• [Data for processing]
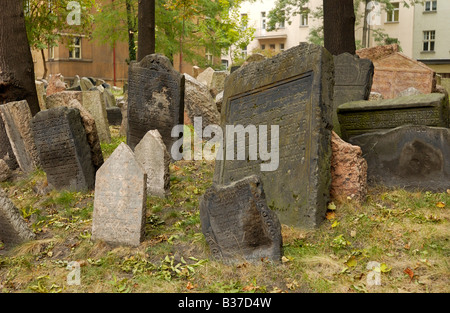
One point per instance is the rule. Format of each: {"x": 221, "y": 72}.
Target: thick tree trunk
{"x": 339, "y": 26}
{"x": 131, "y": 31}
{"x": 146, "y": 28}
{"x": 16, "y": 63}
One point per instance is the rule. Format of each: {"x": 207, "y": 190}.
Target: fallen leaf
{"x": 330, "y": 216}
{"x": 331, "y": 206}
{"x": 409, "y": 272}
{"x": 335, "y": 224}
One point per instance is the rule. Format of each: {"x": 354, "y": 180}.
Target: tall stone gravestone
{"x": 120, "y": 199}
{"x": 360, "y": 117}
{"x": 238, "y": 224}
{"x": 155, "y": 99}
{"x": 152, "y": 154}
{"x": 292, "y": 90}
{"x": 409, "y": 157}
{"x": 17, "y": 120}
{"x": 352, "y": 81}
{"x": 13, "y": 228}
{"x": 63, "y": 148}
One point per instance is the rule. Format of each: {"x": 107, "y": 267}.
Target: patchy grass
{"x": 406, "y": 233}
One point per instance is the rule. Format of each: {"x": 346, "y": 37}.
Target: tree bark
{"x": 339, "y": 26}
{"x": 16, "y": 63}
{"x": 146, "y": 28}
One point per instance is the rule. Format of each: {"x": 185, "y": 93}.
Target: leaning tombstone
{"x": 155, "y": 99}
{"x": 17, "y": 120}
{"x": 293, "y": 100}
{"x": 352, "y": 81}
{"x": 63, "y": 148}
{"x": 238, "y": 224}
{"x": 152, "y": 154}
{"x": 360, "y": 117}
{"x": 410, "y": 157}
{"x": 95, "y": 104}
{"x": 120, "y": 199}
{"x": 13, "y": 228}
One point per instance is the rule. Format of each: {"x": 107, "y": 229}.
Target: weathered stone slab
{"x": 114, "y": 115}
{"x": 13, "y": 228}
{"x": 6, "y": 152}
{"x": 198, "y": 102}
{"x": 155, "y": 99}
{"x": 352, "y": 81}
{"x": 152, "y": 154}
{"x": 17, "y": 120}
{"x": 295, "y": 94}
{"x": 411, "y": 157}
{"x": 361, "y": 117}
{"x": 120, "y": 199}
{"x": 94, "y": 103}
{"x": 63, "y": 148}
{"x": 238, "y": 224}
{"x": 40, "y": 90}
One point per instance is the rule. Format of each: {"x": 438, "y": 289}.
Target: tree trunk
{"x": 44, "y": 63}
{"x": 366, "y": 14}
{"x": 146, "y": 26}
{"x": 16, "y": 63}
{"x": 339, "y": 26}
{"x": 131, "y": 31}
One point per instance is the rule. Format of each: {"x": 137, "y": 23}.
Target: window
{"x": 429, "y": 37}
{"x": 75, "y": 48}
{"x": 393, "y": 14}
{"x": 304, "y": 17}
{"x": 244, "y": 21}
{"x": 244, "y": 53}
{"x": 263, "y": 20}
{"x": 209, "y": 57}
{"x": 430, "y": 6}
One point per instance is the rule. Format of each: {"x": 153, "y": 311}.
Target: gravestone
{"x": 6, "y": 152}
{"x": 352, "y": 81}
{"x": 238, "y": 224}
{"x": 63, "y": 148}
{"x": 155, "y": 99}
{"x": 152, "y": 154}
{"x": 13, "y": 228}
{"x": 114, "y": 115}
{"x": 411, "y": 157}
{"x": 40, "y": 90}
{"x": 295, "y": 94}
{"x": 94, "y": 103}
{"x": 17, "y": 120}
{"x": 361, "y": 117}
{"x": 120, "y": 199}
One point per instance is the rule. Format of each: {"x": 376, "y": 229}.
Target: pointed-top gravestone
{"x": 13, "y": 228}
{"x": 155, "y": 99}
{"x": 120, "y": 199}
{"x": 238, "y": 224}
{"x": 154, "y": 158}
{"x": 17, "y": 120}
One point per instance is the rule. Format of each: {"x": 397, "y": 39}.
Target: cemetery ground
{"x": 407, "y": 233}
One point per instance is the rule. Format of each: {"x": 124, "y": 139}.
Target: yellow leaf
{"x": 384, "y": 268}
{"x": 331, "y": 206}
{"x": 335, "y": 224}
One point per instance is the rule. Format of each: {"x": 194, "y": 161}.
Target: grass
{"x": 406, "y": 233}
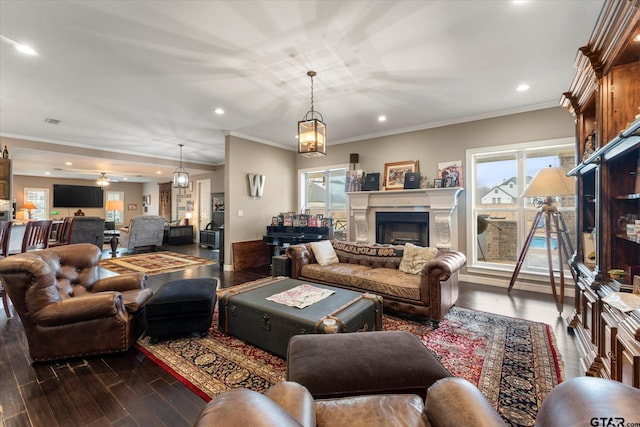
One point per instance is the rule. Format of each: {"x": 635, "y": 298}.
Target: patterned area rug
{"x": 513, "y": 362}
{"x": 153, "y": 263}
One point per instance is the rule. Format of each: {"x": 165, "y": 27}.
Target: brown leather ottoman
{"x": 354, "y": 363}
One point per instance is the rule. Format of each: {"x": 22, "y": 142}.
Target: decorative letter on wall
{"x": 256, "y": 184}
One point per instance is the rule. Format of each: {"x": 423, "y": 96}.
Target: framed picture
{"x": 448, "y": 170}
{"x": 394, "y": 173}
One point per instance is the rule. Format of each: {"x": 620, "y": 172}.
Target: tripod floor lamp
{"x": 549, "y": 182}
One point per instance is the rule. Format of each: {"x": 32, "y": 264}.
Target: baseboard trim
{"x": 542, "y": 288}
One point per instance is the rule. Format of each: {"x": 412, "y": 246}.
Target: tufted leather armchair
{"x": 66, "y": 309}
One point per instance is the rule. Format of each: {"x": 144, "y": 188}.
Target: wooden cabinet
{"x": 605, "y": 99}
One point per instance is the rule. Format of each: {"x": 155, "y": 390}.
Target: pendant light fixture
{"x": 312, "y": 132}
{"x": 180, "y": 175}
{"x": 103, "y": 181}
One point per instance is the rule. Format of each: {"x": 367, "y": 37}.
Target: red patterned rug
{"x": 513, "y": 362}
{"x": 153, "y": 263}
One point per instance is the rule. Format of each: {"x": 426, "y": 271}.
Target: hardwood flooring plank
{"x": 85, "y": 405}
{"x": 183, "y": 400}
{"x": 103, "y": 372}
{"x": 63, "y": 408}
{"x": 135, "y": 405}
{"x": 11, "y": 403}
{"x": 166, "y": 412}
{"x": 35, "y": 399}
{"x": 100, "y": 394}
{"x": 18, "y": 420}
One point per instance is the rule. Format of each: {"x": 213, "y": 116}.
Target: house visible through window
{"x": 323, "y": 192}
{"x": 498, "y": 176}
{"x": 116, "y": 215}
{"x": 40, "y": 197}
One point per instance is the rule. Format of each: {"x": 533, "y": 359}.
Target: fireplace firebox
{"x": 402, "y": 227}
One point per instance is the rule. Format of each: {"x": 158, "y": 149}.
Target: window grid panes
{"x": 117, "y": 215}
{"x": 502, "y": 218}
{"x": 323, "y": 192}
{"x": 40, "y": 197}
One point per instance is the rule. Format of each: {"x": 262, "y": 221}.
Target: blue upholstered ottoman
{"x": 180, "y": 308}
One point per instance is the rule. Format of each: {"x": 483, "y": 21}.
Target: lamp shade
{"x": 550, "y": 182}
{"x": 114, "y": 205}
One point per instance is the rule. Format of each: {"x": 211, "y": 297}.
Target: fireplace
{"x": 399, "y": 228}
{"x": 436, "y": 208}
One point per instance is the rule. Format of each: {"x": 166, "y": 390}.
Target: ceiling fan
{"x": 103, "y": 180}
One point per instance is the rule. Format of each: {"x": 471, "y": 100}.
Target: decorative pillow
{"x": 324, "y": 253}
{"x": 415, "y": 257}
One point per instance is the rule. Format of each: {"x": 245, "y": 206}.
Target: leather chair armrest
{"x": 244, "y": 407}
{"x": 454, "y": 401}
{"x": 299, "y": 256}
{"x": 580, "y": 400}
{"x": 445, "y": 264}
{"x": 80, "y": 309}
{"x": 296, "y": 400}
{"x": 121, "y": 283}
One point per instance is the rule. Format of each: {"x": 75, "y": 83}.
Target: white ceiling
{"x": 144, "y": 76}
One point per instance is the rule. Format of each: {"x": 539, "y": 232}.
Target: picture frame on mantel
{"x": 394, "y": 173}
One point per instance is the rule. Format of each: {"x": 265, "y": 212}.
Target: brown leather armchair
{"x": 66, "y": 309}
{"x": 291, "y": 404}
{"x": 451, "y": 401}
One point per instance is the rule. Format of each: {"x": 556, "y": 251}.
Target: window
{"x": 118, "y": 215}
{"x": 40, "y": 197}
{"x": 499, "y": 232}
{"x": 322, "y": 192}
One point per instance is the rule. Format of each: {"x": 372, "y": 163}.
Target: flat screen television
{"x": 77, "y": 196}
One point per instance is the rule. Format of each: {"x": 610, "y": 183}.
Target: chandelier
{"x": 180, "y": 175}
{"x": 103, "y": 181}
{"x": 312, "y": 131}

• [Job]
Find every line in the listing above that contains the string "lamp", matching case exactly, and copy each one.

• [Result for this task]
Target: tripod floor lamp
Target: lamp shade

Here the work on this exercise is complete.